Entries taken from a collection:
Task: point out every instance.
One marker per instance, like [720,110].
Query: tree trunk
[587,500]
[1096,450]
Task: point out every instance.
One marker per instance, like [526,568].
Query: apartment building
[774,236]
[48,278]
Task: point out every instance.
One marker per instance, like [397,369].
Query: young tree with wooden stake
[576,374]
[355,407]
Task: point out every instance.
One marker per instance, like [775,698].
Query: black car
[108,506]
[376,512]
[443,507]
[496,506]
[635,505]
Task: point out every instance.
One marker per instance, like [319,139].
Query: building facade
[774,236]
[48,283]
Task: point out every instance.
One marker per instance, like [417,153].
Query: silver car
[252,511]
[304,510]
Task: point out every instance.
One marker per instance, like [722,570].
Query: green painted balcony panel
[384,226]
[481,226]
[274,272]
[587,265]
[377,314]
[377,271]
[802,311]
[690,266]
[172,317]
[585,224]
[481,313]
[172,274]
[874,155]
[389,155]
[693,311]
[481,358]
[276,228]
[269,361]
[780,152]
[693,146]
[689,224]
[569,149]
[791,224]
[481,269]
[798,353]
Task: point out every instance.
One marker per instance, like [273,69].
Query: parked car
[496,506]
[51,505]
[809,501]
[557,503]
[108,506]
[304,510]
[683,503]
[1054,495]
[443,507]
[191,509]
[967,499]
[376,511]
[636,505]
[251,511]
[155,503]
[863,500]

---

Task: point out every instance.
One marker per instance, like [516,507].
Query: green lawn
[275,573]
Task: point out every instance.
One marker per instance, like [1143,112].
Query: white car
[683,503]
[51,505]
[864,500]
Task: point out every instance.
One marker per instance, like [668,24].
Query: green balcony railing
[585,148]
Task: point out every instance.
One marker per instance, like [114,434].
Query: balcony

* **Exercise instructions**: Above are the entries. Quote exactly the lines from the one bearing "Query: building facade" through the one bearing "One marker per instance, like [722,570].".

* **Response to the task**:
Query: building facade
[774,236]
[48,283]
Task: point out every instance.
One marker per instance, like [417,153].
Query: silver car
[252,511]
[304,510]
Task: point out every instance.
One marker per instance, like [722,570].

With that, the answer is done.